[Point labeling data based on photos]
----

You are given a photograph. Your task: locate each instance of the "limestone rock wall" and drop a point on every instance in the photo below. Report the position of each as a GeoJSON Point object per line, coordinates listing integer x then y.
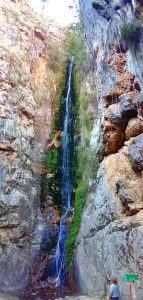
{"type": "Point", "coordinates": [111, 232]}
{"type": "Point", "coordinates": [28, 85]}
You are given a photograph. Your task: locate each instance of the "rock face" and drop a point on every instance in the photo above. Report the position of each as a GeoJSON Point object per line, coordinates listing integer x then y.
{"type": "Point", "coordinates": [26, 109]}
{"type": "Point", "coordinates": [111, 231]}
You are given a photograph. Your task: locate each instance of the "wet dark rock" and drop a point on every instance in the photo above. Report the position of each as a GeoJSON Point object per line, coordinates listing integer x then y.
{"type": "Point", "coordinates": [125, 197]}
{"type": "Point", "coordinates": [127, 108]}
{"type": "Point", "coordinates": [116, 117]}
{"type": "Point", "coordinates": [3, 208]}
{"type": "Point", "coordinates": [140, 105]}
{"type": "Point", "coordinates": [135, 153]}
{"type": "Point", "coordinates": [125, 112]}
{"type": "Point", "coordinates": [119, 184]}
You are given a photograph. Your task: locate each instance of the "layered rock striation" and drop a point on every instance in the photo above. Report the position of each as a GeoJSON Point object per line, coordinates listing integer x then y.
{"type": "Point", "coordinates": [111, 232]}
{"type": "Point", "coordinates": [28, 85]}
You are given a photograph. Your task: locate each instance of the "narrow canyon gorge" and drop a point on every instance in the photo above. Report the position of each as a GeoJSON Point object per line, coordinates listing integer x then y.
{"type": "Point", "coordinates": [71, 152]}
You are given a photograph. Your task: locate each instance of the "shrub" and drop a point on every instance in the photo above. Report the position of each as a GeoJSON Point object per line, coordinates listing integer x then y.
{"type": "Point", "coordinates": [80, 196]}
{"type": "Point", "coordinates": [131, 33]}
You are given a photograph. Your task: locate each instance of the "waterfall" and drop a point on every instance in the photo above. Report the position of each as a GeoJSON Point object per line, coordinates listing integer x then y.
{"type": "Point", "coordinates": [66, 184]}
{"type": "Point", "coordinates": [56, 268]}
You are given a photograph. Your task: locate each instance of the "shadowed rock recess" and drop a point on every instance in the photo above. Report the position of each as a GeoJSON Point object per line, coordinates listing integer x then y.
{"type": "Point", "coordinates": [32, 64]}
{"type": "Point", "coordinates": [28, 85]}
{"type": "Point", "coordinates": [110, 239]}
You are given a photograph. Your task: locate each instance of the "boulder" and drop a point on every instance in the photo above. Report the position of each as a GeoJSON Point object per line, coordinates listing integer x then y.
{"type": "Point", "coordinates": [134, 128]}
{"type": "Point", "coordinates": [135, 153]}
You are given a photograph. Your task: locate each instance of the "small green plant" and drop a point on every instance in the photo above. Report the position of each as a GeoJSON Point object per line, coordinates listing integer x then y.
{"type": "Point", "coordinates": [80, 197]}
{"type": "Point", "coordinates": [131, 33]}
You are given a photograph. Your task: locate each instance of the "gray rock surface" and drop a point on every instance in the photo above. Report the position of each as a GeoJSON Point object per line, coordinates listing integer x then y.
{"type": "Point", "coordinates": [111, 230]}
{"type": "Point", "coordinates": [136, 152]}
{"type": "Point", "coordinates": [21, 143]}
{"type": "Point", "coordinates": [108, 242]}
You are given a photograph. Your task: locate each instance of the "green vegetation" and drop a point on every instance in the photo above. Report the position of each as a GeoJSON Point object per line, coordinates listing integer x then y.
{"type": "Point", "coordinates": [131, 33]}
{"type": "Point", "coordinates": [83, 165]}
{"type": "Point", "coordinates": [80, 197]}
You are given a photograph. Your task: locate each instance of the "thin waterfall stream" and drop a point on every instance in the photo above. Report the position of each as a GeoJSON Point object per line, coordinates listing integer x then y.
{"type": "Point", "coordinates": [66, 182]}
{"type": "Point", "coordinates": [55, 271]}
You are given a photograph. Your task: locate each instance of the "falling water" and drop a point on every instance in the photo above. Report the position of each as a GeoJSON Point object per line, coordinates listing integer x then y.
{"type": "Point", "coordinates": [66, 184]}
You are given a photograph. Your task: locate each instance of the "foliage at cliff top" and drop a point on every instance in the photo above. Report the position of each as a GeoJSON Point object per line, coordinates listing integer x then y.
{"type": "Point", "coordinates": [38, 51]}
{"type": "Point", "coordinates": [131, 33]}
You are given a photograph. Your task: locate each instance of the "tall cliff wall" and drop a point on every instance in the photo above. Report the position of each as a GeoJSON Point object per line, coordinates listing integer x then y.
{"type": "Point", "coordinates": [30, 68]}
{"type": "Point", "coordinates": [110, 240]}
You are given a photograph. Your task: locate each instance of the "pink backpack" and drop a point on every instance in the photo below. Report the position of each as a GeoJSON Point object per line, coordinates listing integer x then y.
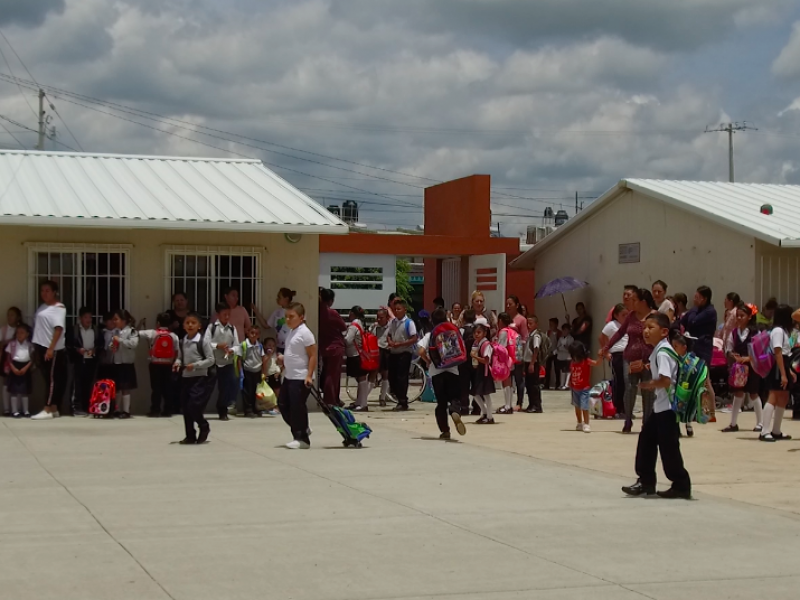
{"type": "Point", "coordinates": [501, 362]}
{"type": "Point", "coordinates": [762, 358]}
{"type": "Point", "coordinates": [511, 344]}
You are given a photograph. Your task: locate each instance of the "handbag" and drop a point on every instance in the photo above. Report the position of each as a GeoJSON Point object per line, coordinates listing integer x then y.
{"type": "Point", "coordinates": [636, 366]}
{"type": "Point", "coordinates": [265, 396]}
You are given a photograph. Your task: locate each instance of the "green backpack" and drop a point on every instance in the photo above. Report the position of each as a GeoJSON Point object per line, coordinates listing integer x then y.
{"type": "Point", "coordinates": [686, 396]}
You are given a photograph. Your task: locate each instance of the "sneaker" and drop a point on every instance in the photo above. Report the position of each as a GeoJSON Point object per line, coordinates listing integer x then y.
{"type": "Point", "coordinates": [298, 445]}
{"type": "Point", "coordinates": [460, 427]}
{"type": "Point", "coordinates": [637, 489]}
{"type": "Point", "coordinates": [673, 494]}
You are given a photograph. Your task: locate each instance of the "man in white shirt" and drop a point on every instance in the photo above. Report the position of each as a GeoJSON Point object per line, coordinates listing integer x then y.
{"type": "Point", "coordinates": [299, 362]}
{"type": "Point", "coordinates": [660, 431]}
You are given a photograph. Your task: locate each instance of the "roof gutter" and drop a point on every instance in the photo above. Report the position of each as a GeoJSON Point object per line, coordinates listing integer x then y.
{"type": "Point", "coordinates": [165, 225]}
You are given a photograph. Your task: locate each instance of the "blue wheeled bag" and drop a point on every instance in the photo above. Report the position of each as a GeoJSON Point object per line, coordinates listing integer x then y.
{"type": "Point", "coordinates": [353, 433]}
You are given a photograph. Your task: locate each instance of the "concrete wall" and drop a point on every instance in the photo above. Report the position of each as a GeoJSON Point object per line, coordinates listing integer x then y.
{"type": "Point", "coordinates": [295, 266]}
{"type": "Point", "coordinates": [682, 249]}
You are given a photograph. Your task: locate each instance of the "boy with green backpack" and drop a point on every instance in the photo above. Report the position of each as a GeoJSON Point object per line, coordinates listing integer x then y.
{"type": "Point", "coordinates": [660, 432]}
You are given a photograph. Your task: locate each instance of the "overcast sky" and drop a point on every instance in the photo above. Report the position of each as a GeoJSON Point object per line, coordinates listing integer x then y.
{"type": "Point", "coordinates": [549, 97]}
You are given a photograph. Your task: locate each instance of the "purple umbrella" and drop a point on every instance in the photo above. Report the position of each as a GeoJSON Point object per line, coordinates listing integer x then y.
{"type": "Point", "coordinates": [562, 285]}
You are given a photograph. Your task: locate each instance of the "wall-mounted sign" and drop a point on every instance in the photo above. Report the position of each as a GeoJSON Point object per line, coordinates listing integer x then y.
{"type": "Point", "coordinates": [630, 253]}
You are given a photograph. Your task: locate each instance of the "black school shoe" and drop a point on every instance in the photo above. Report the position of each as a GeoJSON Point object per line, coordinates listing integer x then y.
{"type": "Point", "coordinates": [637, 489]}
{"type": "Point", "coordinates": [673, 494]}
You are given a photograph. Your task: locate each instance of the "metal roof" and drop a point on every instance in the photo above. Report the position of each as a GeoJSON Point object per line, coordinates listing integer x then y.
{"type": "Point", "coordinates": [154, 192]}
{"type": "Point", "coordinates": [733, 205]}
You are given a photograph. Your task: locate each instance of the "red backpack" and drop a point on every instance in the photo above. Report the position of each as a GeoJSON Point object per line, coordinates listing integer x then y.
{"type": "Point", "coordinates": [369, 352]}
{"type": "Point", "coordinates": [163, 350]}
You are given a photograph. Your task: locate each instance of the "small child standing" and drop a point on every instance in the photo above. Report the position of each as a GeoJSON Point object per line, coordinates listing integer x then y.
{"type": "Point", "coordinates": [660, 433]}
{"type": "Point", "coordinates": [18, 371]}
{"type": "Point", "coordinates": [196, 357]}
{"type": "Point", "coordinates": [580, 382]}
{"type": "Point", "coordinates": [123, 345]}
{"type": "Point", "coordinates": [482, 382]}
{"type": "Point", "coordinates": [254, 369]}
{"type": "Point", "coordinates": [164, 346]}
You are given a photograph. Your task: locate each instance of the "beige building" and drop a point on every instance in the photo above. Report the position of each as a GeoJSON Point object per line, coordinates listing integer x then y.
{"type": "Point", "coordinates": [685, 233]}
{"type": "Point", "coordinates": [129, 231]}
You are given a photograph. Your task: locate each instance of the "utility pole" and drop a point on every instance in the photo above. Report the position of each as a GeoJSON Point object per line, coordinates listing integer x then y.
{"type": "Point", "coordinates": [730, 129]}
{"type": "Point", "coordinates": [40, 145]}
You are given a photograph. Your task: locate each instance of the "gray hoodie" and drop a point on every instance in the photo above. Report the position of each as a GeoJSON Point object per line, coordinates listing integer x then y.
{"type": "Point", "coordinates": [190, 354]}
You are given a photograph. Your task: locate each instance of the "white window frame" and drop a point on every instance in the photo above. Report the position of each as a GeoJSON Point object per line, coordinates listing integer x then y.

----

What the exercise asks
Count the lines in the entries above that contain the string "small", where case matters, and reply with the number only.

Solution to this task
2